§ OBJECTIF ÉNONCÉ A
Dressez la liste de toutes les entreprises nommées dans l'extrait sur l'avenir des médias traditionnels.

§ EXTRAIT FOURNI

+++

Le problème n'est donc pas celui d'une guerre de religion entre les apôtres du gratuit et les chantres du payant. L'urgence - celle de la construction du modèle économique - se situe plutôt, pour moi, à deux niveaux :
- nous les webby devons faire preuve de pédagogie pour que les patrons de presse ne tombent pas dans le réflexe de la Ligne Maginot
- eux, les "vrais", devraient ouvrir leurs portes à la culture web, faire du métissage entre grands groupes et nouvelles idées.
Pour moi, c'était ça votre expérience chez Le Post, non ? Et votre modèle économique tient la route, d'après ce que j'entends.

Pierre Chappaz a dit…

Bravo pour tes analyses qui sont toujours aussi pertinentes Benoit. Je suis de plus en plus pessimiste sur l'avenir des groupes de medias traditionnels. Ils sont culturellement inaptes à épouser le web, comme IBM était incapable de prendre le virage du PC, ou Microsoft celui d'Internet. Au-delà du gap culturel qui les handicape, il y a effectivement les chiffres: il est difficile, presque impossible, pour leurs financiers, leurs commerciaux et leurs dirigeants, de considérer Internet comme LA priorité quand le chiffre d'affaire du papier est tellement plus important. En plus, en France, ils sont drogués aux subventions publiques. Quand ils se réveilleront il sera trop tard.

+++

§ DONNÉES
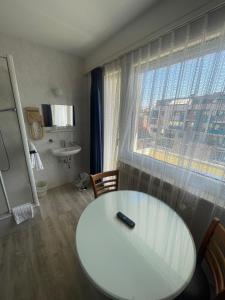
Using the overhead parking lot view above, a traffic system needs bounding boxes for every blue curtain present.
[90,68,104,174]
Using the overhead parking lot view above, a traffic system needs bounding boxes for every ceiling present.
[0,0,156,57]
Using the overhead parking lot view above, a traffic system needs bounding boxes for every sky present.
[141,51,225,108]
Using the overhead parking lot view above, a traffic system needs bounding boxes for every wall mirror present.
[41,104,75,127]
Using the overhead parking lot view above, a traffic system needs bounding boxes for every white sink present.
[52,145,81,157]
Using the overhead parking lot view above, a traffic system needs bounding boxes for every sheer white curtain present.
[104,7,225,240]
[103,61,121,171]
[119,9,225,206]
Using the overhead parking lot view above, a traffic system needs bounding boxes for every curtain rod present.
[84,1,225,74]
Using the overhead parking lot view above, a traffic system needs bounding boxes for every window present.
[133,50,225,180]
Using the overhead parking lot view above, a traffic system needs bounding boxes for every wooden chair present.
[177,218,225,300]
[91,170,119,198]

+++

§ OBJECTIF ÉNONCÉ B
Recopiez tel quel, parmi les données, tout ce qui va de la ligne contenant « white sink present. » jusqu'à la dernière ligne des données, ces deux bornes comprises.

§ SOLUTION COMPLÈTE A
Le Post, IBM, Microsoft

§ SOLUTION COMPLÈTE B
Using the overhead parking lot view above, a traffic system needs bounding boxes for every white sink present.
[52,145,81,157]
Using the overhead parking lot view above, a traffic system needs bounding boxes for every sheer white curtain present.
[104,7,225,240]
[103,61,121,171]
[119,9,225,206]
Using the overhead parking lot view above, a traffic system needs bounding boxes for every curtain rod present.
[84,1,225,74]
Using the overhead parking lot view above, a traffic system needs bounding boxes for every window present.
[133,50,225,180]
Using the overhead parking lot view above, a traffic system needs bounding boxes for every wooden chair present.
[177,218,225,300]
[91,170,119,198]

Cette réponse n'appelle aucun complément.